▶ AIM: What follows is a set of records; repeat all of them exactly.

Data records:
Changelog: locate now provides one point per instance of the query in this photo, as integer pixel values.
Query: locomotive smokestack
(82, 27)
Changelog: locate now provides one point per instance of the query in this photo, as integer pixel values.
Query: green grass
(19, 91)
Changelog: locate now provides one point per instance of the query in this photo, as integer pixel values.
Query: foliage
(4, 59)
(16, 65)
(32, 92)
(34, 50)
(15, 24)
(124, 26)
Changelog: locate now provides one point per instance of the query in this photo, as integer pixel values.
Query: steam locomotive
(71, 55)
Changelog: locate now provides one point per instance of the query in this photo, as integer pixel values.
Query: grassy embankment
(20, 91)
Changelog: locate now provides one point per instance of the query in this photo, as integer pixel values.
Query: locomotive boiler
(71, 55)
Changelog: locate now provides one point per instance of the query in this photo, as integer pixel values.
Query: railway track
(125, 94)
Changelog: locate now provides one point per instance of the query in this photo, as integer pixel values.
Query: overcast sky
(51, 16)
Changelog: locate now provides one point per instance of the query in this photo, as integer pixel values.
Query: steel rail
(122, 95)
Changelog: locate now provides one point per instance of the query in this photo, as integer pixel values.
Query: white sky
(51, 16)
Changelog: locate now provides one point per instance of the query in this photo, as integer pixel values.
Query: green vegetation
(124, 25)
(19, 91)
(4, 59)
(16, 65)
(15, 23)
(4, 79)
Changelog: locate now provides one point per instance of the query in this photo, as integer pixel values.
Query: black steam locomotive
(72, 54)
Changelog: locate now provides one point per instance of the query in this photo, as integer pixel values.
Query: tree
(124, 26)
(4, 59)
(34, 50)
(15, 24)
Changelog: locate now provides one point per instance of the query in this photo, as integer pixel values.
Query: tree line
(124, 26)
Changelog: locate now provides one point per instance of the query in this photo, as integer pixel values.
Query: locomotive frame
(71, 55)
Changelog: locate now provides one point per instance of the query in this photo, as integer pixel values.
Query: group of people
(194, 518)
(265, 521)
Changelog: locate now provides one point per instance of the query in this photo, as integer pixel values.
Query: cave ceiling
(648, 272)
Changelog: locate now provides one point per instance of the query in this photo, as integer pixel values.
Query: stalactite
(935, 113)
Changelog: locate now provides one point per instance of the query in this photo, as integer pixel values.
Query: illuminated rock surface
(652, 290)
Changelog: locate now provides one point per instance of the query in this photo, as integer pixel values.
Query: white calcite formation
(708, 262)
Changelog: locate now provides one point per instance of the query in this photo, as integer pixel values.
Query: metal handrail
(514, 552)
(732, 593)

▶ ANSWER:
Changelog: locate now provides one point per instance of the query in this photo, as integer pixel values.
Query: locomotive smokestack
(82, 27)
Changelog: locate now provides one point per instance of the query in this photo, as integer pixel values.
Query: green grass
(19, 91)
Changelog: locate now provides one point per instance of the query in this photo, as integer pixel values.
Query: foliage
(4, 59)
(16, 65)
(32, 92)
(34, 50)
(15, 24)
(124, 26)
Changelog: locate now provides one point per instance of the query in this photo, as integer pixel values.
Query: steam locomotive
(71, 55)
Changelog: locate now provides one point per instance of the query in this photo, as integer pixel values.
Query: grassy embankment
(20, 91)
Changelog: locate now provides one point per instance of the query in this photo, as integer pixel values.
Query: locomotive boiler
(71, 55)
Changelog: locate now provides one point per instance of the query in this photo, as integer pixel values.
Query: railway track
(125, 94)
Changelog: locate now provides one point per instance of the query in this photo, as integer pixel values.
Query: overcast sky
(51, 16)
Changelog: locate now provides one point per instance of the query in this photo, as integer pixel values.
Query: steel rail
(122, 95)
Changelog: locate now provides one point per instance of the query in this photo, as integer pixel values.
Query: white sky
(51, 16)
Changelog: locate now provides one point per instance of the query in this photo, as integer pixel values.
Query: green vegetation
(124, 25)
(19, 91)
(4, 59)
(16, 65)
(15, 23)
(4, 79)
Changelog: locate now provides one point per instance of the query in this photo, as integer pixel values.
Query: black steam locomotive
(72, 54)
Changelog: locate now provides one point per instance of the query in this photo, as integer pixel values.
Query: tree
(124, 26)
(4, 59)
(34, 50)
(15, 24)
Changelog: locate now provides one point per instance of the query in this photo, as integer pixel values.
Query: tree line
(124, 26)
Changelog: locate now provides one point per instance of the query in this photo, as integer pixel values.
Query: locomotive frame
(71, 55)
Changelog: locate now provides one point per instance of the query in this photo, as integer pixel values.
Query: group of people
(194, 518)
(265, 521)
Changelog: locate now provides one point per instance of the query in this photo, as integer pixel values.
Query: cave ceiling
(648, 272)
Changelog: locate now provides one point per instance of the query in this photo, as integer pixel values.
Query: stalactite
(935, 113)
Changelog: locate now provides one point per instance of the query in this photo, as integer pixel values.
Query: illuminated rock surface
(652, 290)
Changelog: locate now provides one point per instance of the query in this photo, as integer pixel values.
Query: white calcite formation
(708, 262)
Changelog: locate now provides one point per instance of the query in this photo, as integer pixel values.
Query: metal handrail
(514, 552)
(732, 593)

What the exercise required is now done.